[Input material]

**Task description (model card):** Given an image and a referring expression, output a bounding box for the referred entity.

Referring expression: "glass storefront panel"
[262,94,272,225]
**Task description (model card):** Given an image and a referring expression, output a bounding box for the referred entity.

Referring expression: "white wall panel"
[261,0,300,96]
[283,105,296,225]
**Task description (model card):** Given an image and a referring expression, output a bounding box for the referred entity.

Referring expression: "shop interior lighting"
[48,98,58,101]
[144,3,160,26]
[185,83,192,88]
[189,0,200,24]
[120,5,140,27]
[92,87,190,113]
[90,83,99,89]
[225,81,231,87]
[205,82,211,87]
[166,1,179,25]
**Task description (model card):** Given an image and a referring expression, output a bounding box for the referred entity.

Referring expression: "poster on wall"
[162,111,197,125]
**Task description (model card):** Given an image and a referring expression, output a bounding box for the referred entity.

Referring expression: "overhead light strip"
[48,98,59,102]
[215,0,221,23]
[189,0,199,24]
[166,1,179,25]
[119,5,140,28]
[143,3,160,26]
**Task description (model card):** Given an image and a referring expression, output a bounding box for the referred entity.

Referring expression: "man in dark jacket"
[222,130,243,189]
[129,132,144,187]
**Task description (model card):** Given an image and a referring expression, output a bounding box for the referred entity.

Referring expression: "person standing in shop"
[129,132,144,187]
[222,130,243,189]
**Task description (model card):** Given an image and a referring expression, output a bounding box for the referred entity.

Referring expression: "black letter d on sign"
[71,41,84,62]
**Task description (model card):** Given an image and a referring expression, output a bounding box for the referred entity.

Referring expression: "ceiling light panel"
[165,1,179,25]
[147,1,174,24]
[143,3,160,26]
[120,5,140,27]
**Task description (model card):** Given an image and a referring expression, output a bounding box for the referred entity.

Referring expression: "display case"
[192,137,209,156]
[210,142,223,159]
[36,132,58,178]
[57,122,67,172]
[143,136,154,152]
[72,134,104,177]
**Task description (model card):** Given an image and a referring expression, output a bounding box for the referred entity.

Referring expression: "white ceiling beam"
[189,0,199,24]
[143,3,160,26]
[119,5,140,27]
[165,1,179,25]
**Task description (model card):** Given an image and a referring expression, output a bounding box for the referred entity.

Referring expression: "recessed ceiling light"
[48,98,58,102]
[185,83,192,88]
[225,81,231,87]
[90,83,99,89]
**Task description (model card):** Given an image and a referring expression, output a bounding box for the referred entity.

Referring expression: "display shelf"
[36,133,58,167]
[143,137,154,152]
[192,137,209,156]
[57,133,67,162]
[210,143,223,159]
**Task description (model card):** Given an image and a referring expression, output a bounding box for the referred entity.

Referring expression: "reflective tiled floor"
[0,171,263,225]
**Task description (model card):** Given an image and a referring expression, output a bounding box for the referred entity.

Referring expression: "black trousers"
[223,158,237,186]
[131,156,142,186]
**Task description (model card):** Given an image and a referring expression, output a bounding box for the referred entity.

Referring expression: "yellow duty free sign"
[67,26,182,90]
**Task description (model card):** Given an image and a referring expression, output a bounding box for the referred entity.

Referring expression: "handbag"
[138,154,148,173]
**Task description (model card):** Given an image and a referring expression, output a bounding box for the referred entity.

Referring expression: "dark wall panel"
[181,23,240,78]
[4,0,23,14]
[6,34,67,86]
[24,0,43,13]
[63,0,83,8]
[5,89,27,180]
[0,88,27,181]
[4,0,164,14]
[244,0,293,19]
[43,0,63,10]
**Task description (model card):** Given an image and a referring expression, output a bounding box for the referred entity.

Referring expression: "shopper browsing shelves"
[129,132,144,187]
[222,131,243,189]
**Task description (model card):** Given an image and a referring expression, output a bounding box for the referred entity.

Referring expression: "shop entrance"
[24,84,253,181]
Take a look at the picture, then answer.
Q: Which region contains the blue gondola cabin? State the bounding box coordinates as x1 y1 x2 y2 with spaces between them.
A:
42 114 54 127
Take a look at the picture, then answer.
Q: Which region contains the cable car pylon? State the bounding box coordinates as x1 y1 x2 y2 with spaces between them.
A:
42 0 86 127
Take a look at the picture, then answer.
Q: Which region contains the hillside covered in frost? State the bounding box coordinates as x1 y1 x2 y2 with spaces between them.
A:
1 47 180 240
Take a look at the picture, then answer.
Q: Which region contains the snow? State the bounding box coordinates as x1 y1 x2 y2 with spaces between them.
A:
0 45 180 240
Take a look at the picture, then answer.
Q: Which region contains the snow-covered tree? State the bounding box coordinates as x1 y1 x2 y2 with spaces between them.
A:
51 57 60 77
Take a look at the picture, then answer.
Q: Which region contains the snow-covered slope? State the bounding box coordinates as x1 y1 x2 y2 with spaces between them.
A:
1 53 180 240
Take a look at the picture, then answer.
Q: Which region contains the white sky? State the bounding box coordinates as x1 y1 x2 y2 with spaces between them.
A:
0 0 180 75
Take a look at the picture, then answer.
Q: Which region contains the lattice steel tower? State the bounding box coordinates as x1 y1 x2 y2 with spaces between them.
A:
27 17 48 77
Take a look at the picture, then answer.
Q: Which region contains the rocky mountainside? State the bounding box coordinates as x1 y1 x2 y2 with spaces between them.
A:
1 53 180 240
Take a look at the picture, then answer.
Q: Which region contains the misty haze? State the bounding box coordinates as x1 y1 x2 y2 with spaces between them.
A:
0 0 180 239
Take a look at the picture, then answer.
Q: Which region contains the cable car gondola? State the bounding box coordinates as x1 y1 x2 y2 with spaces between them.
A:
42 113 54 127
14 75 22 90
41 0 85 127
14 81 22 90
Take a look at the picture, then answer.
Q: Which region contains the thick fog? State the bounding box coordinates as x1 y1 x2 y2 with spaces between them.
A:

[/Input material]

Each record is to be repeated word for word, with none skipped.

**Task description (model card):** Given an image and a referring expression, output a bounding box for the referred entity.

Referring expression: "glass storefront panel"
[262,94,272,225]
**Task description (model card):** Given an image and a referring expression, output a bounding box for the referred entity.

Referring expression: "white wall panel"
[261,0,300,96]
[283,105,296,225]
**Task description (model card):** Given an image and a referring expression, output a bounding box for the referred entity.

Referring expression: "shop interior lighting"
[48,98,58,101]
[144,3,160,26]
[185,83,192,88]
[189,0,200,24]
[120,5,140,27]
[92,87,190,113]
[90,83,99,89]
[225,81,231,87]
[205,82,211,87]
[166,1,179,25]
**Task description (model card):** Given an image and a referring expression, output a bounding box for the referred entity.

Referring expression: "poster on wall"
[162,111,197,125]
**Task description (model card):** Given an image and a referring expression, output a bounding box for the referred entity.

Referring expression: "overhead light strip"
[48,98,59,102]
[215,0,221,23]
[189,0,199,24]
[166,1,179,25]
[119,5,140,28]
[143,3,160,26]
**Task description (model card):** Given an image and a referring expression, output a bounding box for the referred entity.

Referring expression: "man in dark jacket"
[222,130,243,189]
[129,132,144,187]
**Task description (model card):** Given an image and a referring expression, output a bounding box for the referred entity.

Referring expression: "person standing in shop"
[129,132,144,187]
[222,130,243,189]
**Task description (model card):** Given an image and a referring expression, output a bounding box for the referred entity.

Referring expression: "black letter d on sign"
[71,41,84,62]
**Task description (model card):** Given an image and a referring expression, output a bounding box for the referred entity.

Referring expression: "ceiling light panel"
[165,1,179,25]
[147,1,174,24]
[143,3,160,26]
[120,5,140,27]
**Task description (model card):** Given an image and a referring expression, output a bounding box for the referred entity.

Referring expression: "display case"
[192,137,209,156]
[210,142,223,159]
[36,132,58,178]
[57,122,67,172]
[143,136,154,152]
[72,134,104,177]
**Task description (model card):** Given an image and a referring expression, output a bounding box for the referred entity.

Referring expression: "white ceiling beam"
[189,0,199,24]
[143,3,160,26]
[119,5,140,27]
[165,1,179,25]
**Task description (model card):** Given an image and a referring expression, output a bounding box for the referred entity.

Referring expression: "recessed ceiling light"
[48,98,58,102]
[185,83,192,88]
[225,81,231,87]
[90,83,99,89]
**Task description (model card):** Given an image and a referring expression, output a bounding box for the referred entity.

Referring expression: "display shelf"
[36,133,58,167]
[143,137,154,152]
[192,137,209,156]
[57,133,67,162]
[210,143,223,159]
**Task description (model card):** Given an image and a referring expression, output a bounding box for the referred entity.

Referring expression: "reflective tiled floor"
[0,171,263,225]
**Task description (model card):** Given an image and a referring expression, output a bounding box for the referred entity.

Referring expression: "black trousers"
[223,158,237,186]
[131,156,142,186]
**Task description (model card):** Given an image and a referring expression, output a bounding box for the referred entity.

Referring expression: "yellow duty free sign"
[67,26,182,90]
**Task description (model card):** Given an image and a referring expression, output a bounding box for the referred entity.

Referring expression: "handbag"
[138,154,148,173]
**Task description (model card):** Given an image and a referring expression, output a bounding box for the referred entity.

Referring expression: "dark wall panel"
[181,23,240,78]
[4,0,23,14]
[6,34,67,86]
[24,0,43,13]
[63,0,83,8]
[5,89,27,180]
[0,88,27,181]
[4,0,164,14]
[244,0,293,19]
[43,0,63,10]
**Task description (model card):** Given an image and a referring expression, output a bounding box for the referred entity.

Referring expression: "shopper browsing shelves"
[129,132,144,187]
[222,131,243,189]
**Task description (model card):** Given an image and a referring expression, output a bounding box for the referred entity.

Referring expression: "shop entrance"
[24,84,253,181]
Take a look at the picture, then answer.
Q: Which region contains the blue gondola cabin? State the bounding box coordinates as x1 y1 x2 y2 with spaces between them.
A:
42 114 54 127
Take a look at the picture, then answer.
Q: Which region contains the cable car pylon? State the bounding box coordinates as x1 y1 x2 y2 with spaces between them.
A:
42 0 86 127
Take a look at the picture, then answer.
Q: Which region contains the hillside covered in frost? State the bounding box coordinates as x1 y1 x2 y2 with spaces between them.
A:
1 47 180 240
Take a look at the picture, then answer.
Q: Which region contains the snow? State the bounding box coordinates as x1 y1 x2 y2 with spaces between them.
A:
0 45 180 240
Take a look at the picture, then answer.
Q: Which region contains the snow-covered tree? State the bounding box coordinates as x1 y1 x2 y2 with spaces between them.
A:
51 57 60 77
Take a look at the picture, then answer.
Q: Which region contains the snow-covered slope? State the bounding box coordinates as x1 y1 x2 y2 with spaces between them.
A:
1 53 180 240
Take a look at the picture, then answer.
Q: Which region contains the white sky? State the bounding box coordinates as x1 y1 x2 y2 with spaces between them.
A:
0 0 180 75
Take a look at the picture, then answer.
Q: Which region contains the lattice steel tower? State the bounding box coordinates as x1 y1 x2 y2 with spaces between them.
A:
27 17 48 77
Take a look at the picture, then answer.
Q: Which region contains the rocky mountainside? State the bounding box coordinates as x1 y1 x2 y2 with spaces between them.
A:
1 53 180 240
Take a look at the picture, then answer.
Q: Which region contains the misty haze? State the bounding box coordinates as x1 y1 x2 y2 with spaces between them.
A:
0 0 180 239
Take a look at the picture, then answer.
Q: Which region contains the cable car gondola? State the bounding box coordinates as x1 y1 x2 y2 with spaces between them.
A:
42 113 54 127
14 75 22 90
41 0 85 127
14 81 22 90
Take a look at the picture, then answer.
Q: Which region contains the thick fog? State the bounding box coordinates as x1 y1 x2 y2 with spaces between them.
A:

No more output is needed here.